Task objective: The material below holds pictures, which are to be left out; copy exactly the lines from the one with "Phrase: dark tree trunk" through the one with "Phrase: window blind".

Supplied data:
- - - - - - -

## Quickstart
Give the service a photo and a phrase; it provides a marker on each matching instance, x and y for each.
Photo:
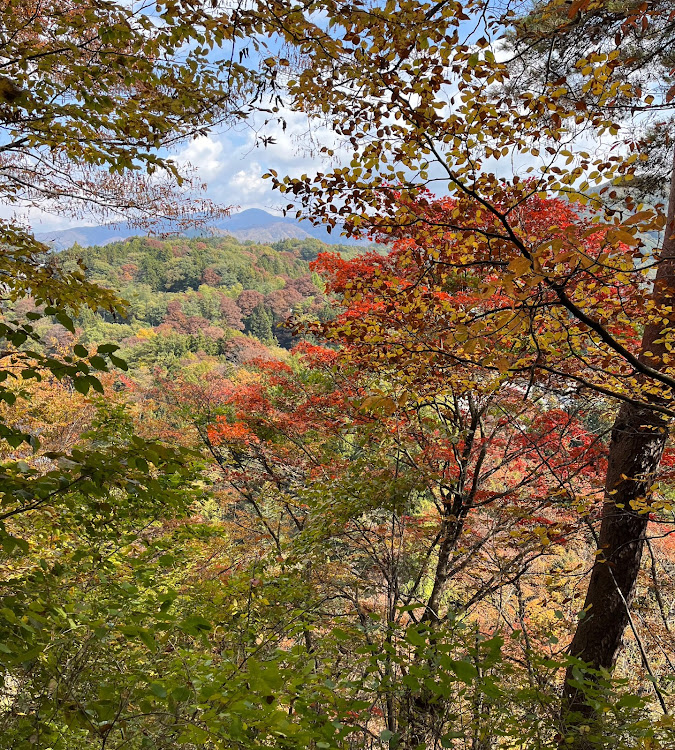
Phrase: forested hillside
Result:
(211, 296)
(324, 549)
(408, 495)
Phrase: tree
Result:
(420, 104)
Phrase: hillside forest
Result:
(407, 493)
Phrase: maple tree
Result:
(421, 98)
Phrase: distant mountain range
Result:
(252, 224)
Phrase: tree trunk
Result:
(638, 439)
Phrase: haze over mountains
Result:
(252, 224)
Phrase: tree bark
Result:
(636, 446)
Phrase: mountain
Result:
(253, 224)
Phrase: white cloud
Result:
(203, 154)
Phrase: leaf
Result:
(465, 670)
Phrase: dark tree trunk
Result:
(638, 438)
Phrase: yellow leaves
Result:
(622, 236)
(520, 266)
(379, 405)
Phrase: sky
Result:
(231, 163)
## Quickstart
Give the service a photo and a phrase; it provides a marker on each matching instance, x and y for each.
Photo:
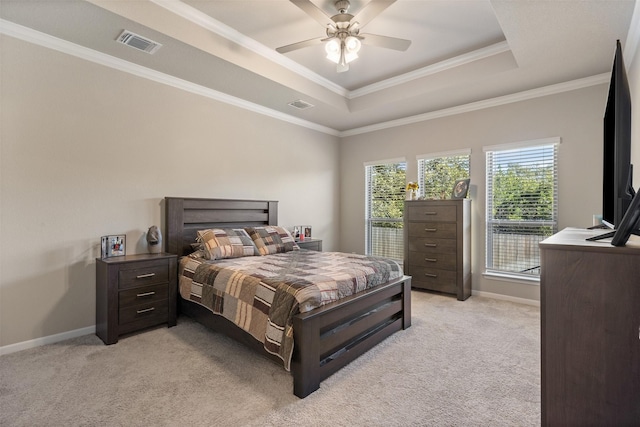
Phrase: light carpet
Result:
(471, 363)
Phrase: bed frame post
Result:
(406, 302)
(306, 367)
(174, 208)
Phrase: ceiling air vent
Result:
(138, 42)
(300, 104)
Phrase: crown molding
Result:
(199, 18)
(432, 69)
(487, 103)
(45, 40)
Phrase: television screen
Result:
(617, 187)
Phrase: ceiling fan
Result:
(343, 38)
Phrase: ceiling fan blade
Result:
(386, 42)
(371, 10)
(300, 45)
(313, 11)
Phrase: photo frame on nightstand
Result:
(113, 245)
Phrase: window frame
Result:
(370, 220)
(491, 221)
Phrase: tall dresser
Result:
(437, 250)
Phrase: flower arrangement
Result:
(413, 186)
(412, 189)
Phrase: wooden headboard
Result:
(185, 216)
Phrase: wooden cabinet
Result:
(311, 244)
(134, 292)
(590, 331)
(437, 250)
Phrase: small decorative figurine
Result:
(154, 240)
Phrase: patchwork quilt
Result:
(262, 294)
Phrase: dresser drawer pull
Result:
(145, 294)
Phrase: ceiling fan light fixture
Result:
(333, 49)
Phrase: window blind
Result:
(385, 194)
(522, 206)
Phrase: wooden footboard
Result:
(330, 337)
(326, 338)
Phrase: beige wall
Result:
(575, 116)
(89, 151)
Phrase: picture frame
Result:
(113, 245)
(460, 188)
(306, 231)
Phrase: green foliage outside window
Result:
(440, 175)
(387, 193)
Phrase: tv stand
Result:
(608, 235)
(589, 318)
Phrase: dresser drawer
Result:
(432, 213)
(438, 230)
(157, 310)
(434, 279)
(142, 295)
(435, 260)
(140, 275)
(426, 245)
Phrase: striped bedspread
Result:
(261, 294)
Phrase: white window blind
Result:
(385, 194)
(522, 206)
(437, 174)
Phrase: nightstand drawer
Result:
(432, 213)
(437, 230)
(434, 279)
(435, 260)
(153, 310)
(447, 246)
(143, 295)
(148, 274)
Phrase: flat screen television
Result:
(617, 185)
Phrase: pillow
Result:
(220, 243)
(272, 239)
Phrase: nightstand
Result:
(134, 292)
(311, 244)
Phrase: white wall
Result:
(575, 117)
(88, 151)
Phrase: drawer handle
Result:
(146, 294)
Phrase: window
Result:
(522, 205)
(385, 184)
(437, 173)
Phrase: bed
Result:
(324, 339)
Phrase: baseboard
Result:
(506, 298)
(51, 339)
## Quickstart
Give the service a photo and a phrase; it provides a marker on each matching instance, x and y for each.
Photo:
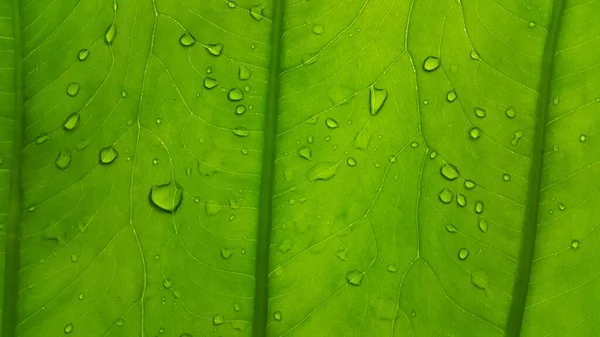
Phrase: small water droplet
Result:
(446, 196)
(449, 171)
(187, 39)
(378, 98)
(235, 94)
(110, 33)
(354, 277)
(71, 122)
(73, 89)
(83, 54)
(63, 160)
(214, 49)
(431, 63)
(463, 253)
(451, 96)
(167, 197)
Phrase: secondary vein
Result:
(12, 247)
(263, 240)
(521, 287)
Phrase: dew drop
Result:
(73, 89)
(446, 196)
(431, 63)
(167, 197)
(108, 155)
(378, 98)
(354, 277)
(71, 122)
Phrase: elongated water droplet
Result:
(214, 49)
(446, 196)
(378, 98)
(167, 197)
(83, 54)
(63, 160)
(71, 122)
(354, 277)
(108, 155)
(187, 39)
(431, 63)
(235, 94)
(73, 89)
(110, 33)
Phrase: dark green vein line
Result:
(11, 258)
(263, 240)
(517, 310)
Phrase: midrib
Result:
(263, 240)
(11, 258)
(515, 319)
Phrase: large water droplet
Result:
(167, 197)
(378, 98)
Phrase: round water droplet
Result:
(446, 196)
(187, 39)
(354, 278)
(235, 94)
(83, 54)
(215, 49)
(73, 89)
(451, 96)
(431, 63)
(167, 197)
(71, 122)
(463, 253)
(475, 133)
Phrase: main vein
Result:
(517, 310)
(11, 258)
(263, 240)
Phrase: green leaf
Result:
(299, 168)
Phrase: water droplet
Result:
(244, 73)
(510, 113)
(516, 137)
(305, 153)
(83, 54)
(575, 244)
(257, 12)
(431, 63)
(63, 160)
(483, 225)
(446, 196)
(210, 83)
(354, 277)
(187, 39)
(167, 197)
(68, 328)
(378, 98)
(71, 122)
(479, 207)
(480, 113)
(214, 49)
(450, 228)
(235, 94)
(451, 96)
(449, 171)
(73, 89)
(331, 123)
(241, 132)
(318, 29)
(110, 33)
(218, 319)
(475, 133)
(463, 253)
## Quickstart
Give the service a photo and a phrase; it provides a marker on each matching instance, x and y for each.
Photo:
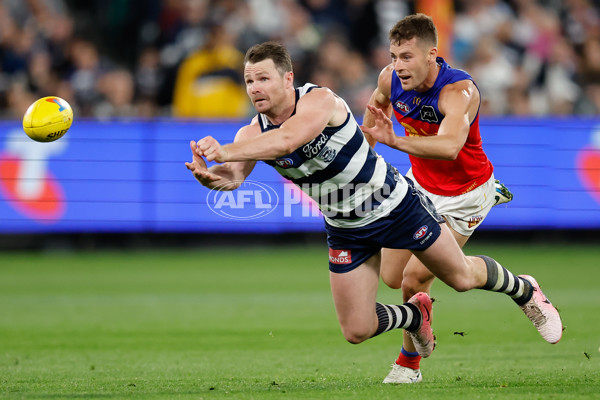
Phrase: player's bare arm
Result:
(458, 102)
(380, 99)
(227, 176)
(315, 111)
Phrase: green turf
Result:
(260, 324)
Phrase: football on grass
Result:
(48, 119)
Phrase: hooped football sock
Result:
(409, 359)
(405, 316)
(501, 280)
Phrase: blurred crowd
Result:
(183, 58)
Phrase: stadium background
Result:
(145, 77)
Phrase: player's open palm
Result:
(383, 131)
(199, 168)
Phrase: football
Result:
(48, 119)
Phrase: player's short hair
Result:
(418, 26)
(273, 50)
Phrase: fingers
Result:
(209, 148)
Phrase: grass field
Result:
(260, 324)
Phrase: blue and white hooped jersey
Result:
(352, 184)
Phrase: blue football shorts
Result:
(413, 225)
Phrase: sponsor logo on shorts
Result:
(420, 232)
(475, 220)
(340, 256)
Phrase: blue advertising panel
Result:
(129, 176)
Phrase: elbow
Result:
(286, 147)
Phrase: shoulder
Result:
(461, 96)
(465, 88)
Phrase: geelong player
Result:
(309, 135)
(438, 106)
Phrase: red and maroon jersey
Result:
(419, 114)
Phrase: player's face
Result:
(265, 86)
(412, 62)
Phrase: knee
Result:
(355, 336)
(409, 288)
(415, 282)
(460, 285)
(393, 280)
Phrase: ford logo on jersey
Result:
(284, 163)
(402, 107)
(420, 232)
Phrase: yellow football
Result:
(48, 119)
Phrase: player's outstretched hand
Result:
(211, 149)
(199, 168)
(383, 131)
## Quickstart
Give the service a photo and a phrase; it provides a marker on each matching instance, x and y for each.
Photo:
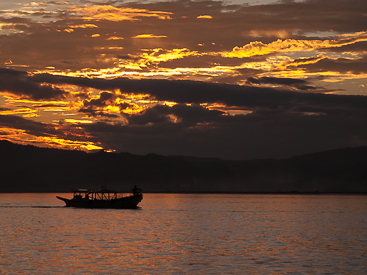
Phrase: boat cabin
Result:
(87, 194)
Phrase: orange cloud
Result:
(149, 36)
(115, 38)
(111, 13)
(291, 45)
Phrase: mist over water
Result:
(186, 234)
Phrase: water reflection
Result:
(179, 234)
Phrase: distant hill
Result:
(33, 169)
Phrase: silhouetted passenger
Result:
(136, 190)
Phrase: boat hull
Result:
(130, 202)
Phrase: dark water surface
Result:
(186, 234)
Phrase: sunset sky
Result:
(227, 79)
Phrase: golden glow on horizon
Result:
(204, 17)
(149, 51)
(115, 38)
(149, 36)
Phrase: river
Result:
(186, 234)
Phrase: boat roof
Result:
(95, 191)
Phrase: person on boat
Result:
(136, 190)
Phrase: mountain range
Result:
(27, 168)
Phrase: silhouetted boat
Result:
(85, 198)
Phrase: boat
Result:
(87, 198)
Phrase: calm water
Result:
(186, 234)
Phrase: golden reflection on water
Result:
(186, 234)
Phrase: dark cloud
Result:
(262, 134)
(29, 126)
(195, 92)
(19, 83)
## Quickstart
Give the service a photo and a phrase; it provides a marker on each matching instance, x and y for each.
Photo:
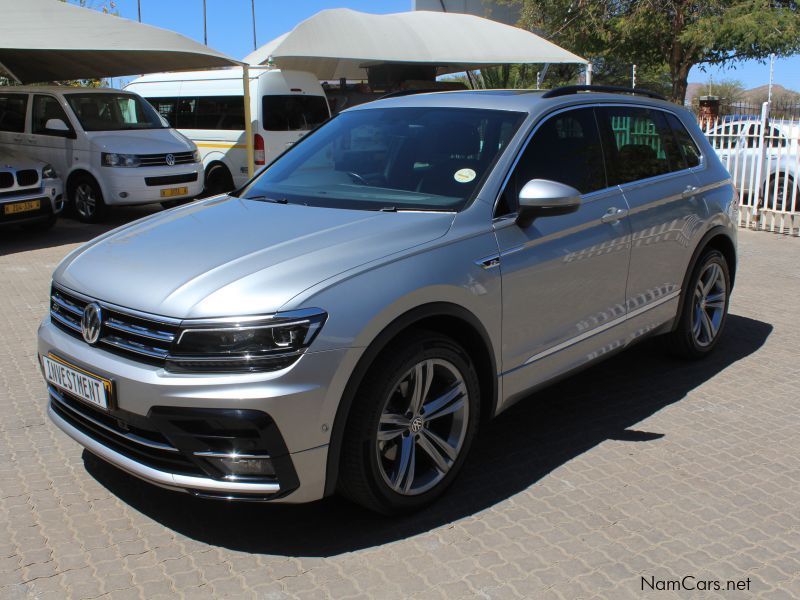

- - - - - - -

Answer section:
Phrase: dark tree trunk
Result:
(638, 438)
Phrase: yellow leaves
Result:
(622, 236)
(520, 266)
(379, 405)
Phrase: sky
Result:
(231, 163)
## Quickstart
Give the service a photo and a phrase; it provides a marker on each matching instance, x and y for each.
Photo:
Phrase: light carpet
Result:
(471, 363)
Phrase: bed frame post
Result:
(406, 302)
(306, 367)
(174, 208)
Phrase: ceiling air vent
Result:
(138, 42)
(300, 104)
Phrase: crown molding
Result:
(199, 18)
(432, 69)
(487, 103)
(45, 40)
Phrase: television screen
Result:
(617, 187)
Phrase: ceiling fan
Result:
(343, 38)
Phrase: ceiling fan blade
Result:
(386, 42)
(371, 10)
(300, 45)
(313, 11)
Phrase: photo frame on nightstand
Result:
(113, 245)
Phrase: window frame
Result:
(370, 220)
(491, 221)
Phrase: tall dresser
Result:
(437, 250)
Phrase: flower arrangement
Result:
(413, 186)
(412, 189)
Phrase: wooden headboard
Result:
(185, 216)
Phrase: wooden cabinet
Result:
(311, 244)
(134, 292)
(590, 331)
(437, 250)
Phrase: small decorative figurine
Result:
(154, 240)
Phrase: patchwork quilt
Result:
(262, 294)
Phrase: dresser drawer pull
Result:
(145, 294)
Phrase: ceiling fan light fixture
Result:
(333, 49)
Phrase: window blind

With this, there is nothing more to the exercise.